● **Required action A**
Please copy the review between "Oh, to dine" and "fine Constantinople afternoon.", inclusive.
● **Required action B**
Answer these questions from the review:
(i) Which publisher is listed?
(ii) In what year was Suleiman's chess tournament held?
(iii) In which building in Constantinople was the tournament held?

● **Excerpted passage**
※ ※ ※

Pub Date: July 21st, 2015
ISBN: 978-1-4767-4954-9
Publisher: Gallery Books/Simon & Schuster

Oh, to dine with Ignatius de Loyola, Michelangelo, and Roger Ascham, genius Cambridge scholar and royal tutor: the soon-to-be-queen Elizabeth did just that one fine Constantinople afternoon.

The occasion? Suleiman the Magnificent’s legendary 1546 chess tournament, the setting of Reilly’s (Scarecrow Returns, 2012, etc.) intriguing novel, a murder mystery laced with social commentary and spiced by Machiavellian ideas about the art of leadership. Nuggets of history? Reilly delves into the Muslim veil, the Sunni-Shia conflict, and Muslim preservation of classical knowledge during Europe’s Dark Ages. The clever premise takes the form of Elizabeth’s deathbed confession to Gwinny, her lifelong friend and "chief attendant of her bedchamber." The most interesting characters are the princess, "the brightest 13-year-old…and mature beyond her years," and Ascham, "big round nose, hangdog brown eyes," treasuring learning as the "noblest of all endeavors." Suleiman summons the world to the tournament, held in Constantinople’s Hagia Sophia. Henry VIII dispatches Ascham and his chess-master friend, Gilbert Giles. Since plague’s afoot, Ascham persuades Henry to permit Elizabeth, a perilous third in line to the throne, to accompany him, along with Elsie, an older but flighty girl. It’s Elsie who exposes Elizabeth to debauchery's infection within Topkapi Palace: she related "frolicking with the prince—Selim said to me, ‘English rose, you are a lover fit for a king.’ " But it’s Ascham who draws Elizabeth into a mystery he’s charged by Suleiman to solve—the murder of Cardinal Farnese, an anti-Muslim representative of Rome.

Approach with an optimistic suspension of disbelief—Elizabeth I in Constantinople investigating murders, really?—and enjoy a rollicking good yarn.

※ ※ ※

● **Raw data**

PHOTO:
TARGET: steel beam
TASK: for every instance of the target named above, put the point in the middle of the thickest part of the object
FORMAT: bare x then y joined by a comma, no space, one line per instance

※ ※ ※

● **Your response A**
Oh, to dine with Ignatius de Loyola, Michelangelo, and Roger Ascham, genius Cambridge scholar and royal tutor: the soon-to-be-queen Elizabeth did just that one fine Constantinople afternoon.

● **Your response B**
(i) Gallery Books/Simon & Schuster
(ii) 1546
(iii) The Hagia Sophia